▶ [Task goal]: Within the entries below, find the portion that opens with the line containing "Would you mind annotating the trimmed" and closes with the line containing "Would you mind annotating the woman's hand". Retype that portion exactly and only.

Listed entries Block Start

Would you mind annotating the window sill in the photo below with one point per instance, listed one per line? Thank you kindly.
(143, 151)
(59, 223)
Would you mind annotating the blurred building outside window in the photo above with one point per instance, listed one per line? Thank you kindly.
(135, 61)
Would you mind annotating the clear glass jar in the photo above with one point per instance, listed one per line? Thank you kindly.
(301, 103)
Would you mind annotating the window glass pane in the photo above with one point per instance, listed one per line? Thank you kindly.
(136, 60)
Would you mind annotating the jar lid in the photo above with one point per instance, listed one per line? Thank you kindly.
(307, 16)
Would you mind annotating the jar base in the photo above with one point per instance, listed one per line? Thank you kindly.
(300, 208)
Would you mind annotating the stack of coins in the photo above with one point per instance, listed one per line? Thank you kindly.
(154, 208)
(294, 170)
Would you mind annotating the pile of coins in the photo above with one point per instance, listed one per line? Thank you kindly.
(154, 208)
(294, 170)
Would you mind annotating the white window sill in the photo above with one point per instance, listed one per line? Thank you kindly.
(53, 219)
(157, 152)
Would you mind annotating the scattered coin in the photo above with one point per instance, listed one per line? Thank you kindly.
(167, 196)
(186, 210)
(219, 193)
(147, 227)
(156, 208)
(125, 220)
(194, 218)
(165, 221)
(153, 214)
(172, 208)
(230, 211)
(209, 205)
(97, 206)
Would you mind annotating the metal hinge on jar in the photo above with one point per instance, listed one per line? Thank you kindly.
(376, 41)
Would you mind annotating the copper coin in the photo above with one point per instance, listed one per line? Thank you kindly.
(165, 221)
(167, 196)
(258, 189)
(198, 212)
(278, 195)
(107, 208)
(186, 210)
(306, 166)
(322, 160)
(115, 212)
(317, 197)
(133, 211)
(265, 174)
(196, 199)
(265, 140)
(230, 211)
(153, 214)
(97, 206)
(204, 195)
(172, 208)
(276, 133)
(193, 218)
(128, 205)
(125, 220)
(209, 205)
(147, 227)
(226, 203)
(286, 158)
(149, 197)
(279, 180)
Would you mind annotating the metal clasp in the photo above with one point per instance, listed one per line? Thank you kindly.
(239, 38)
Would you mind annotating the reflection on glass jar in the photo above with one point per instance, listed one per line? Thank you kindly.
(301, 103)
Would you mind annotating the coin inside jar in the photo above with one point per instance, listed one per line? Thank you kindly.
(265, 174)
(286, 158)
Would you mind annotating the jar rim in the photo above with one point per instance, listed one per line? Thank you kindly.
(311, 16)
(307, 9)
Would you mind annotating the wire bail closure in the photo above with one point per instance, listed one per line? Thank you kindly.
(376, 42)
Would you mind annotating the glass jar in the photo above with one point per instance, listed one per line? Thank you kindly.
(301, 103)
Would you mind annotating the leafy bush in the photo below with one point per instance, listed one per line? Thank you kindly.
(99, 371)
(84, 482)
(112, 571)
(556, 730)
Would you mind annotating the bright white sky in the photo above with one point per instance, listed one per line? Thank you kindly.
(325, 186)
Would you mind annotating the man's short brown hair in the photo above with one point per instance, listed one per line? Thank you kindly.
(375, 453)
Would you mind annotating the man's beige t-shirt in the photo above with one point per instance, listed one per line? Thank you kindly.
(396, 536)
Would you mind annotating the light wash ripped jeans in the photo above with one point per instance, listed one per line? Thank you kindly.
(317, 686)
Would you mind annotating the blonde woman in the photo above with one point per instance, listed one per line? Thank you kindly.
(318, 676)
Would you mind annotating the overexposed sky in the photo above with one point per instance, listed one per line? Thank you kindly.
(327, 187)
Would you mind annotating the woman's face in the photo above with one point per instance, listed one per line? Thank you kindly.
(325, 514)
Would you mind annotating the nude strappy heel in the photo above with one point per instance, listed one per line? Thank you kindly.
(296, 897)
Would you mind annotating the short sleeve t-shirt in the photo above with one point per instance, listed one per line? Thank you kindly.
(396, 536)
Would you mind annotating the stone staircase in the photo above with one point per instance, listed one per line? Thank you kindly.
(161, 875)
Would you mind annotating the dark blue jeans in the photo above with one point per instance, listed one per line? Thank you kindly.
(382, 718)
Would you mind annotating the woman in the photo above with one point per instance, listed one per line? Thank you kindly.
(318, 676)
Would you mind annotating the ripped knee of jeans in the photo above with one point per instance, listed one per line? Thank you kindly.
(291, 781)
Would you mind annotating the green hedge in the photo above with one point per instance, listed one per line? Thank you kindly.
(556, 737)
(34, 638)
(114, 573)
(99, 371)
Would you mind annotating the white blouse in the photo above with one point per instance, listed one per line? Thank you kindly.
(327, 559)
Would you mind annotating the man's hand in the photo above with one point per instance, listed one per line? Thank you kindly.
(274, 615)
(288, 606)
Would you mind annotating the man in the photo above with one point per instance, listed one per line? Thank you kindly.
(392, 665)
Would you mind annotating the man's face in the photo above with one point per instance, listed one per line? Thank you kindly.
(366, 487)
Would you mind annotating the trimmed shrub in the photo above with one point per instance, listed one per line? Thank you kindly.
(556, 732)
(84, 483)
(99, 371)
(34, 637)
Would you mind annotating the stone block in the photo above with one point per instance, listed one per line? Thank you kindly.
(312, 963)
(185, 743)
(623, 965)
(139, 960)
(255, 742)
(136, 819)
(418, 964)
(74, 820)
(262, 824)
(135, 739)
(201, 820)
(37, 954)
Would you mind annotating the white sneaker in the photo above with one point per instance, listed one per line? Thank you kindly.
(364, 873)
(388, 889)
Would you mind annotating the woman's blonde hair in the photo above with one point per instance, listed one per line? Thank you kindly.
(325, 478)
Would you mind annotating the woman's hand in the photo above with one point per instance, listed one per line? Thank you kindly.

Listed entries Block End
Listed entries Block Start

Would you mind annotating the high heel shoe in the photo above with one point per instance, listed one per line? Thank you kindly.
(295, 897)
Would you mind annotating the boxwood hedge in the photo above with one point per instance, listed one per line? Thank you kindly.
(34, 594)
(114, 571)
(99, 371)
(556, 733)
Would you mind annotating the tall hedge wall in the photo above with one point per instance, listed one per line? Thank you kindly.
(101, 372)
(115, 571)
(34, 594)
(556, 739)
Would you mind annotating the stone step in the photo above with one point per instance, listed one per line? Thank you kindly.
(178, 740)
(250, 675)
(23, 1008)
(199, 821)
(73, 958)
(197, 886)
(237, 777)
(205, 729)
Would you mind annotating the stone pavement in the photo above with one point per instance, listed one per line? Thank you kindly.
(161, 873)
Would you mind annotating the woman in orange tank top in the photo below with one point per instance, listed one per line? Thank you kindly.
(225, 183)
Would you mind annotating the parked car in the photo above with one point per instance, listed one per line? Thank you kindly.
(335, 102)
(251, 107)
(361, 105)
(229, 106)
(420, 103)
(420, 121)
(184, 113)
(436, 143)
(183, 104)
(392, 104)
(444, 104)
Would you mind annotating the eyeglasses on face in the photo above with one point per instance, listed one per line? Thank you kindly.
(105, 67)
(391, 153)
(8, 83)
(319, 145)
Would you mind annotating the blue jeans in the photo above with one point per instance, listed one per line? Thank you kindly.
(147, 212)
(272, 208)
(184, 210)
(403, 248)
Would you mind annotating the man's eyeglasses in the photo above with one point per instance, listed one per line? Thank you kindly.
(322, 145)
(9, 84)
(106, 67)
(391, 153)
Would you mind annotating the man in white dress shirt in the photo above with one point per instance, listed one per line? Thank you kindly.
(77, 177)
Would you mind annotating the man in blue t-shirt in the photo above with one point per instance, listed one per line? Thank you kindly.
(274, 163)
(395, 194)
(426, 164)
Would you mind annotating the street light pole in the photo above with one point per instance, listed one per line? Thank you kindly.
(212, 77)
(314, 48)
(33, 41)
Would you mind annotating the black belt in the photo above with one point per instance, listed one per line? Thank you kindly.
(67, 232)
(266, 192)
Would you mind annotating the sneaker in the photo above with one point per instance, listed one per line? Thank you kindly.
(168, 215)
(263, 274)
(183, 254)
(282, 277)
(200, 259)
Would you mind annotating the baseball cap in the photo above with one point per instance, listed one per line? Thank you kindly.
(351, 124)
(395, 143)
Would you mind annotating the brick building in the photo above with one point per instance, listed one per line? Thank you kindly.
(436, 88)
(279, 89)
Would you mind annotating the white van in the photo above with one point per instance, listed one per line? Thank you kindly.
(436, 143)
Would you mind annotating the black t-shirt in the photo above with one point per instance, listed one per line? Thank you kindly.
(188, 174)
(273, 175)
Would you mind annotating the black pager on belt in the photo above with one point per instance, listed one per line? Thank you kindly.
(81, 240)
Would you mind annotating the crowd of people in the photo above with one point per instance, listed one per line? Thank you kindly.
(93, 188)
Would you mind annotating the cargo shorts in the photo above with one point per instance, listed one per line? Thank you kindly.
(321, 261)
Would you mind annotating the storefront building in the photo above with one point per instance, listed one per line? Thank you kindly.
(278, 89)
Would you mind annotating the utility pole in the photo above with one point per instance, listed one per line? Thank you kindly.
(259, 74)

Listed entries Block End
Listed entries Block Start

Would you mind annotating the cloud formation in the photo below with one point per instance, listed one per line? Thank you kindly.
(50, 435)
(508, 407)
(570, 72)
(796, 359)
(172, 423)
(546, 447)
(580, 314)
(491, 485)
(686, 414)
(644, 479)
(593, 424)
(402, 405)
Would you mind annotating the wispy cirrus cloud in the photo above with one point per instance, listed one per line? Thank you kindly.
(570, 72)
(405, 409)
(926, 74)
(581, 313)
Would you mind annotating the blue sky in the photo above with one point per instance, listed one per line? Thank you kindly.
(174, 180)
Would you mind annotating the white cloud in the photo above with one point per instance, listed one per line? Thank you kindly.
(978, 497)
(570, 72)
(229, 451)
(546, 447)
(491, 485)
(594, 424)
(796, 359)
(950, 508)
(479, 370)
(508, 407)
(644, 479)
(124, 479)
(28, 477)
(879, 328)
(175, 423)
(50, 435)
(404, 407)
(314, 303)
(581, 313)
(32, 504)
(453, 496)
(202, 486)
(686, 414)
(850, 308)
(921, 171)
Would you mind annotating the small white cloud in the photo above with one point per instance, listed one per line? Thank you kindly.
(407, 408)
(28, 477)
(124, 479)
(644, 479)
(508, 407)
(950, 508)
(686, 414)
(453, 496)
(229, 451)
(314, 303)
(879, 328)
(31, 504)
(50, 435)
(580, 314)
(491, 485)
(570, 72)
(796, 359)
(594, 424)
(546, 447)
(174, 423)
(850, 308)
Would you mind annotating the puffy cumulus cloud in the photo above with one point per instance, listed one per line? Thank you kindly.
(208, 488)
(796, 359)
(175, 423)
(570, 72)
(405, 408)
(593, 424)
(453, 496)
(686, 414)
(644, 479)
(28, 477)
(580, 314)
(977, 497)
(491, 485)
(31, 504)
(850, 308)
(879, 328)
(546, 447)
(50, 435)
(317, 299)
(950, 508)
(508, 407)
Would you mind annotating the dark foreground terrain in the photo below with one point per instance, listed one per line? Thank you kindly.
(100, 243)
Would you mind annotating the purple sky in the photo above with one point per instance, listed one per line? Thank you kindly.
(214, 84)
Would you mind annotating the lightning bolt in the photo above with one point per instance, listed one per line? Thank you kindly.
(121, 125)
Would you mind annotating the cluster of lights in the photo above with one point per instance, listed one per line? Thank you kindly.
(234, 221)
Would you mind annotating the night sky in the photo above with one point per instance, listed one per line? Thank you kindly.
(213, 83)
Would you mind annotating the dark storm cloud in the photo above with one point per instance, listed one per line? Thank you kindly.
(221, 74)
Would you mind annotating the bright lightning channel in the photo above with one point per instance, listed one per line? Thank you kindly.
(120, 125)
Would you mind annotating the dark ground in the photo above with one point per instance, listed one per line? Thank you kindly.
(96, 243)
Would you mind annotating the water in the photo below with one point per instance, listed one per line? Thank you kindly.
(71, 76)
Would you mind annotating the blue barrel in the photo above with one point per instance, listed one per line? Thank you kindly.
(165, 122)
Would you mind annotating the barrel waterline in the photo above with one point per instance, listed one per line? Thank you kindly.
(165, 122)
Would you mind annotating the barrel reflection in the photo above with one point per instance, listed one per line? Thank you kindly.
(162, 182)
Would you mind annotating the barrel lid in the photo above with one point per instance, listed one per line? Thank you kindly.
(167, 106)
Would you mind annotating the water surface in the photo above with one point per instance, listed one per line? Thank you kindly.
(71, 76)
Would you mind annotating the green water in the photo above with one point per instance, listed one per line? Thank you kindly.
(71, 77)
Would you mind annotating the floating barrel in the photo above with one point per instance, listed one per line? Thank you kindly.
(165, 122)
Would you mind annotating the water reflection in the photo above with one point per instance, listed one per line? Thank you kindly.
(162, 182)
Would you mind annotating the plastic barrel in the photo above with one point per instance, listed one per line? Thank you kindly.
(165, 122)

Listed entries Block End

▶ [Answer below]:
Would you mind annotating the trimmed shrub in the photo above with one point per instance, listed one per line? Thank you kindly.
(556, 732)
(84, 483)
(99, 371)
(34, 637)
Would you mind annotating the stone block in the photo above with one point per instance, listed one per line? Thank you kindly.
(312, 963)
(185, 743)
(623, 965)
(139, 960)
(255, 742)
(136, 819)
(418, 964)
(74, 820)
(262, 824)
(135, 739)
(201, 820)
(37, 954)
Would you mind annotating the white sneaker in the photo above with one point per instance, listed one per line? Thank you kindly.
(364, 873)
(388, 889)
Would you mind annotating the woman's blonde hair in the photo above with one point per instance, listed one per line? Thank you kindly.
(325, 478)
Would you mind annotating the woman's hand in the photo above with one point per instance, listed one per line? Thank you kindly.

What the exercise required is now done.